-------- Listed entries --------

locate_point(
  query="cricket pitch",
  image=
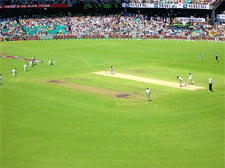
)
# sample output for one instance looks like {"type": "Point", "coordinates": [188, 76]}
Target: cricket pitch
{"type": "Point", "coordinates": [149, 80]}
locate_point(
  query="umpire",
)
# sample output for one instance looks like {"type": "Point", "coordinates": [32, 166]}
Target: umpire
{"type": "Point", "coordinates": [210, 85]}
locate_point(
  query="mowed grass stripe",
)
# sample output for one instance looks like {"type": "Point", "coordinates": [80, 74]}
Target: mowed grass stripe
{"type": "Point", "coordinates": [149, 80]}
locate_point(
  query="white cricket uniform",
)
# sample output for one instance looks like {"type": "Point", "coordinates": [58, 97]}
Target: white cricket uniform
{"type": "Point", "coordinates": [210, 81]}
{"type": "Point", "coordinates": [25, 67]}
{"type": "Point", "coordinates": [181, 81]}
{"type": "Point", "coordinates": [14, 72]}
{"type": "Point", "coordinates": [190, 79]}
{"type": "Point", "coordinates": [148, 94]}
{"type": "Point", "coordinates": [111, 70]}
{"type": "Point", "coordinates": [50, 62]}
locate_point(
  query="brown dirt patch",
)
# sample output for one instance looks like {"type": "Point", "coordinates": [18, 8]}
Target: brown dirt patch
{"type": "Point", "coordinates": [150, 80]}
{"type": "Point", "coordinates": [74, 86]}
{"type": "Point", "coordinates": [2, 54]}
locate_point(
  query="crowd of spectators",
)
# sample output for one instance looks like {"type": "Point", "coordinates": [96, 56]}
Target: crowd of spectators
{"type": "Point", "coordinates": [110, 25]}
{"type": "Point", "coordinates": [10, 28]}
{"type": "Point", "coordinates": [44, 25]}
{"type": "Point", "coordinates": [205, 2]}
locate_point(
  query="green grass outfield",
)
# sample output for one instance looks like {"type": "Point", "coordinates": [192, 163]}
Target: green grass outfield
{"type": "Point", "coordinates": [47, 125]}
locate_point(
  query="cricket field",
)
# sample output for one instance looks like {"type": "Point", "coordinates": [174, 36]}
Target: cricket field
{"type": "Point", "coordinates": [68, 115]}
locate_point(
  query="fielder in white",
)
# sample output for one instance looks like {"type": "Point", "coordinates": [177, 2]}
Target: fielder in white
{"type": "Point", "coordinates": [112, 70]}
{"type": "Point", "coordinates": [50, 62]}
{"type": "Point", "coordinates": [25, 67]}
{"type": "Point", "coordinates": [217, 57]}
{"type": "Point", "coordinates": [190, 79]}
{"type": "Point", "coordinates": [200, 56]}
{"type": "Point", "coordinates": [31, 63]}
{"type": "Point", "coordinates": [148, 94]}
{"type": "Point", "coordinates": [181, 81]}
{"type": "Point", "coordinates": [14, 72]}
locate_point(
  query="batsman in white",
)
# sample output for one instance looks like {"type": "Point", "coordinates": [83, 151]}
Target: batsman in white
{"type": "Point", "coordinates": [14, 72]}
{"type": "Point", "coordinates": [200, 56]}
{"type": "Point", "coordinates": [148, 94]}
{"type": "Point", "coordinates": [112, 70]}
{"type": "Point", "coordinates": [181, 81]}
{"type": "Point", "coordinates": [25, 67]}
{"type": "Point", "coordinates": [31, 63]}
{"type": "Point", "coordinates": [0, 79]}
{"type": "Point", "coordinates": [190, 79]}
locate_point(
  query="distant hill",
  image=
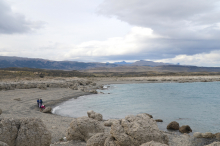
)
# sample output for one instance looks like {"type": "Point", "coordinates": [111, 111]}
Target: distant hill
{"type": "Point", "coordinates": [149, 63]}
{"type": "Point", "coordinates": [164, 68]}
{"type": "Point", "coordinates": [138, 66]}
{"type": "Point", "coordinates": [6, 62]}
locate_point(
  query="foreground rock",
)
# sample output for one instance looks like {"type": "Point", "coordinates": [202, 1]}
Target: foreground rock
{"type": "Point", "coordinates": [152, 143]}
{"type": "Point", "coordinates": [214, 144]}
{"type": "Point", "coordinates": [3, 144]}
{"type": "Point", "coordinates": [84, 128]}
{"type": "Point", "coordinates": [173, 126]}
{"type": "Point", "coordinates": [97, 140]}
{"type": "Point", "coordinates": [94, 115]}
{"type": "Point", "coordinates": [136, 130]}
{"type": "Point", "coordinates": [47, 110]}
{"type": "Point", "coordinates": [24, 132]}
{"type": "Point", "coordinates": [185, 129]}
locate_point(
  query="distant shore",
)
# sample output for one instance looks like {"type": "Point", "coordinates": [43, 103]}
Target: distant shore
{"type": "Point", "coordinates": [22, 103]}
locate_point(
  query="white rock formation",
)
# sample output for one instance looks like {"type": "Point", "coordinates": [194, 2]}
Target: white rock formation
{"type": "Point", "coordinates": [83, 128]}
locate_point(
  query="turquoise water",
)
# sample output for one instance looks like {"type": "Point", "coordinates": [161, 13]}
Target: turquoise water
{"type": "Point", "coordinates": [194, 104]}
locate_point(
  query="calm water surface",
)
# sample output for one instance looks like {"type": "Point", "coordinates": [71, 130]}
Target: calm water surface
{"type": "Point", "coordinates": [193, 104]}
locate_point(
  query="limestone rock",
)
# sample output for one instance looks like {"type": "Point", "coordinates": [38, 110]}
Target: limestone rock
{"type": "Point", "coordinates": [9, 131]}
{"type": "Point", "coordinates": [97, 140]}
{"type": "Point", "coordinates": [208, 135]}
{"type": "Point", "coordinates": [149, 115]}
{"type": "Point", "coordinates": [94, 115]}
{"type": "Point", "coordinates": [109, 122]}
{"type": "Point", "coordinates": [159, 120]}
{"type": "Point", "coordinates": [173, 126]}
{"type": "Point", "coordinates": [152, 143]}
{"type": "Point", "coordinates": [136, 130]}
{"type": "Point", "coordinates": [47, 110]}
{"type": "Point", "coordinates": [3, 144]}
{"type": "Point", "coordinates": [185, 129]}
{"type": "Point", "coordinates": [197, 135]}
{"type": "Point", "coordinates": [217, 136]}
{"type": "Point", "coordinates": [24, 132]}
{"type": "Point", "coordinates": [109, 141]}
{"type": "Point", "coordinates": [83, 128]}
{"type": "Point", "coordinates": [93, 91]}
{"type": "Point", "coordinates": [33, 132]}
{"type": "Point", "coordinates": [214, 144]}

--------

What you have to do » Extract the text of all the records above verbatim, excluding pictures.

Response to the task »
locate_point(
  query="cricket pitch",
  image=
)
# sample output for one instance looks like {"type": "Point", "coordinates": [188, 76]}
Target: cricket pitch
{"type": "Point", "coordinates": [149, 80]}
locate_point(
  query="umpire",
)
# sample output for one instance looks like {"type": "Point", "coordinates": [32, 166]}
Target: umpire
{"type": "Point", "coordinates": [210, 85]}
locate_point(
  query="mowed grass stripe",
)
# sample output for one instance looks like {"type": "Point", "coordinates": [80, 74]}
Target: mowed grass stripe
{"type": "Point", "coordinates": [149, 80]}
locate_point(
  query="white cricket uniform",
)
# sample output for one instance looks like {"type": "Point", "coordinates": [58, 97]}
Target: white cricket uniform
{"type": "Point", "coordinates": [210, 81]}
{"type": "Point", "coordinates": [25, 67]}
{"type": "Point", "coordinates": [181, 81]}
{"type": "Point", "coordinates": [14, 72]}
{"type": "Point", "coordinates": [190, 79]}
{"type": "Point", "coordinates": [148, 94]}
{"type": "Point", "coordinates": [111, 70]}
{"type": "Point", "coordinates": [50, 62]}
locate_point(
  query="brown dirt patch",
)
# sample output for one instance looks like {"type": "Point", "coordinates": [18, 8]}
Target: brown dirt patch
{"type": "Point", "coordinates": [150, 80]}
{"type": "Point", "coordinates": [74, 86]}
{"type": "Point", "coordinates": [2, 54]}
locate_point(
  query="crowd of spectators",
)
# sample output for one instance looks like {"type": "Point", "coordinates": [96, 56]}
Target: crowd of spectators
{"type": "Point", "coordinates": [110, 25]}
{"type": "Point", "coordinates": [10, 28]}
{"type": "Point", "coordinates": [44, 25]}
{"type": "Point", "coordinates": [205, 2]}
locate_point(
  query="green grass outfield",
)
# sample output for one instance looks like {"type": "Point", "coordinates": [192, 163]}
Target: green grass outfield
{"type": "Point", "coordinates": [47, 125]}
locate_point(
  query="cricket field",
)
# sample output for one instance looks like {"type": "Point", "coordinates": [174, 36]}
Target: cricket field
{"type": "Point", "coordinates": [68, 115]}
locate_point(
  query="fielder in white",
)
# sample output for one instance looks like {"type": "Point", "coordinates": [177, 2]}
Target: fielder in white
{"type": "Point", "coordinates": [112, 70]}
{"type": "Point", "coordinates": [50, 62]}
{"type": "Point", "coordinates": [25, 67]}
{"type": "Point", "coordinates": [217, 57]}
{"type": "Point", "coordinates": [190, 79]}
{"type": "Point", "coordinates": [200, 56]}
{"type": "Point", "coordinates": [31, 63]}
{"type": "Point", "coordinates": [148, 94]}
{"type": "Point", "coordinates": [181, 81]}
{"type": "Point", "coordinates": [14, 72]}
locate_point(
  query="batsman in white",
)
# sample output for one instance looks like {"type": "Point", "coordinates": [83, 151]}
Target: batsman in white
{"type": "Point", "coordinates": [14, 72]}
{"type": "Point", "coordinates": [200, 56]}
{"type": "Point", "coordinates": [148, 94]}
{"type": "Point", "coordinates": [112, 70]}
{"type": "Point", "coordinates": [181, 81]}
{"type": "Point", "coordinates": [25, 67]}
{"type": "Point", "coordinates": [31, 63]}
{"type": "Point", "coordinates": [0, 79]}
{"type": "Point", "coordinates": [190, 79]}
locate_point(
  query="distant hill",
  image=
)
# sample output for one instance looks like {"type": "Point", "coordinates": [111, 111]}
Target: distant hill
{"type": "Point", "coordinates": [149, 63]}
{"type": "Point", "coordinates": [164, 68]}
{"type": "Point", "coordinates": [138, 66]}
{"type": "Point", "coordinates": [6, 62]}
locate_point(
  query="foreground rock",
)
# sample output for one instance looks like {"type": "Point", "coordinates": [202, 1]}
Target: foreground rock
{"type": "Point", "coordinates": [152, 143]}
{"type": "Point", "coordinates": [214, 144]}
{"type": "Point", "coordinates": [3, 144]}
{"type": "Point", "coordinates": [84, 128]}
{"type": "Point", "coordinates": [173, 126]}
{"type": "Point", "coordinates": [97, 140]}
{"type": "Point", "coordinates": [94, 115]}
{"type": "Point", "coordinates": [136, 130]}
{"type": "Point", "coordinates": [47, 110]}
{"type": "Point", "coordinates": [24, 132]}
{"type": "Point", "coordinates": [185, 129]}
locate_point(
  query="distant shore",
)
# sample output for one instance looks like {"type": "Point", "coordinates": [43, 103]}
Target: distant shore
{"type": "Point", "coordinates": [22, 103]}
locate_point(
  query="white rock formation",
)
# sample output for one instance looks like {"type": "Point", "coordinates": [194, 2]}
Target: white rock formation
{"type": "Point", "coordinates": [83, 128]}
locate_point(
  query="turquoise water",
)
# sample output for one instance looks like {"type": "Point", "coordinates": [161, 13]}
Target: turquoise water
{"type": "Point", "coordinates": [194, 104]}
locate_point(
  query="calm water surface",
)
# sample output for one instance looks like {"type": "Point", "coordinates": [71, 130]}
Target: calm water surface
{"type": "Point", "coordinates": [193, 104]}
locate_point(
  query="limestone rock",
)
# sample output for one instance looks like {"type": "Point", "coordinates": [38, 110]}
Target: limestone rock
{"type": "Point", "coordinates": [9, 131]}
{"type": "Point", "coordinates": [97, 140]}
{"type": "Point", "coordinates": [208, 135]}
{"type": "Point", "coordinates": [149, 115]}
{"type": "Point", "coordinates": [94, 115]}
{"type": "Point", "coordinates": [109, 122]}
{"type": "Point", "coordinates": [159, 120]}
{"type": "Point", "coordinates": [173, 126]}
{"type": "Point", "coordinates": [152, 143]}
{"type": "Point", "coordinates": [136, 130]}
{"type": "Point", "coordinates": [47, 110]}
{"type": "Point", "coordinates": [3, 144]}
{"type": "Point", "coordinates": [185, 129]}
{"type": "Point", "coordinates": [197, 135]}
{"type": "Point", "coordinates": [217, 136]}
{"type": "Point", "coordinates": [24, 132]}
{"type": "Point", "coordinates": [109, 141]}
{"type": "Point", "coordinates": [83, 128]}
{"type": "Point", "coordinates": [93, 91]}
{"type": "Point", "coordinates": [33, 132]}
{"type": "Point", "coordinates": [214, 144]}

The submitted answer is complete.